# Page excerpt
┌──

I’ve struggled with my weight for most of my life.
Like many of the patients I care for today, it started early. I grew up in a family with a strong history of obesity and type 2 diabetes, and from a young age I learned—often the hard way—that weight isn’t just about food choices or motivation. Genetics and metabolism matter, whether we want them to or not.
Over the years, I tried just about everything. Low-calorie diets. Low-fat. Low-carb. Keto. Appetite suppressants. Some worked for a while. None lasted. The weight always came back, usually along with frustration and that quiet, familiar feeling of “Why can’t I just get this right?”
At 37, after the birth of my first child, things changed in a way I couldn’t ignore. My BMI reached 31. My cholesterol and blood sugars were climbing. My blood pressure was going up. I felt tired most of the day and hungry almost all the time. It wasn’t just weight gain anymore—it was my health slipping away, in the same pattern I had seen affect others in my family.
As an internal medicine physician, that was a wake-up call. I was developing the very conditions I treated every day. And it forced me to face a difficult but freeing truth: this wasn’t about willpower. Obesity is not a personal failure. It’s a chronic, biologically driven metabolic disease—and it often runs in families.

└──

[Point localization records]
┌──

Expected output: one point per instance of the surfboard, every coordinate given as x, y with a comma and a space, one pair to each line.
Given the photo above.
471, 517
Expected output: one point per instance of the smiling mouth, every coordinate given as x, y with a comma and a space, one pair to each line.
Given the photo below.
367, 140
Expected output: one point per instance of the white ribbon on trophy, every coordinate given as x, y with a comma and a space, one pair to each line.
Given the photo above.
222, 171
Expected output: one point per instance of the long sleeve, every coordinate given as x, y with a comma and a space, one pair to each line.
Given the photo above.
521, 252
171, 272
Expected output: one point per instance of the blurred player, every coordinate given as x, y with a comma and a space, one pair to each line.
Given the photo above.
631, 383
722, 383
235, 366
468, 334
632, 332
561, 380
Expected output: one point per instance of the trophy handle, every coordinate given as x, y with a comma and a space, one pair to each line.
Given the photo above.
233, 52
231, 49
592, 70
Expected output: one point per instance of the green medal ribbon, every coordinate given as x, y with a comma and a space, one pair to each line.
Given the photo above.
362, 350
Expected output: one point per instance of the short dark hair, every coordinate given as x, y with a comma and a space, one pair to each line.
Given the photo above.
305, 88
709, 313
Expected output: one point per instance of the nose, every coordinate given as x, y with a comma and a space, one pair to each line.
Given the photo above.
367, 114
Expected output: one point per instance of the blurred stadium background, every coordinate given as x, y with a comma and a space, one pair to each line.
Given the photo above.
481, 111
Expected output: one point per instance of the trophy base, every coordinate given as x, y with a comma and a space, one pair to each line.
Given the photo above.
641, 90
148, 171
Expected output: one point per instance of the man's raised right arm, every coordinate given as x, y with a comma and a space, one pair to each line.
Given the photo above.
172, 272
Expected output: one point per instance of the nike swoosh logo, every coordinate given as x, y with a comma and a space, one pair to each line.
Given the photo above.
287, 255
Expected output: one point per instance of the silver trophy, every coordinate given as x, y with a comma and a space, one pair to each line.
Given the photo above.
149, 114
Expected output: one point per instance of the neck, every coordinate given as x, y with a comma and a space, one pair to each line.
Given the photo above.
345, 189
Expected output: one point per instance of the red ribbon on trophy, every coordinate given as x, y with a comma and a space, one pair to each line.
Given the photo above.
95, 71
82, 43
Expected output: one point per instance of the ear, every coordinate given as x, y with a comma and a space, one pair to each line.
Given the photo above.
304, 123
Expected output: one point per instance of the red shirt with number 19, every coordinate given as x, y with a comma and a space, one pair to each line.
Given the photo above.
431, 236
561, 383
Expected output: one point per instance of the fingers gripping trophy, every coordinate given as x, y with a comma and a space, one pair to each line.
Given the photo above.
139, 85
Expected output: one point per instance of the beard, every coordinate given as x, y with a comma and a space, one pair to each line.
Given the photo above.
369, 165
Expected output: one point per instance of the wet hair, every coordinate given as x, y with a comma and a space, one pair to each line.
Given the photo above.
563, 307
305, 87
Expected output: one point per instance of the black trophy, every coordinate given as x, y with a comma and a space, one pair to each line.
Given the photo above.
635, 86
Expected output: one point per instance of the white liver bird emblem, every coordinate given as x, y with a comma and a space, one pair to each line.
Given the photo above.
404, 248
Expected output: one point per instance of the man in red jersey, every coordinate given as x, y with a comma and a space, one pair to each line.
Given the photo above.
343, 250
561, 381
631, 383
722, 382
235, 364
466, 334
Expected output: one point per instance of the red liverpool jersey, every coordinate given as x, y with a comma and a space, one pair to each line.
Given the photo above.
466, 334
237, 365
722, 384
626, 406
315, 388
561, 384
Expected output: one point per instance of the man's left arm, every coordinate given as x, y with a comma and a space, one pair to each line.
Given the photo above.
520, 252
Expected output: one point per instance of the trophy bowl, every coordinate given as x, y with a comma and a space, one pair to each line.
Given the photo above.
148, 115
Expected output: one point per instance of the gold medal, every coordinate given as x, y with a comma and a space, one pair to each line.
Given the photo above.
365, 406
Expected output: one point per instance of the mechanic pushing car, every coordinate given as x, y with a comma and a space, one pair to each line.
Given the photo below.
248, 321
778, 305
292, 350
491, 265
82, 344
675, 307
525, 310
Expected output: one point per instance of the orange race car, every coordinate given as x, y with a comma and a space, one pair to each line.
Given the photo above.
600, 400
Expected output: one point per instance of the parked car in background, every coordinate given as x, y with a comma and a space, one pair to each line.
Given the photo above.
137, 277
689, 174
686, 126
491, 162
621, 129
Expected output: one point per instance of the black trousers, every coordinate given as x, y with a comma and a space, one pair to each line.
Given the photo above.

└──

# Explore the material
1: From the essay on weight, print everything from "I’ve struggled with" down to "them to or not.".
2: List the weight-loss approaches the essay on weight names as ones the writer tried.
Answer using only the essay on weight.

# Outputs for the tasks
1:
I’ve struggled with my weight for most of my life.
Like many of the patients I care for today, it started early. I grew up in a family with a strong history of obesity and type 2 diabetes, and from a young age I learned—often the hard way—that weight isn’t just about food choices or motivation. Genetics and metabolism matter, whether we want them to or not.

2:
Low-calorie diets
Low-fat
Low-carb
Keto
Appetite suppressants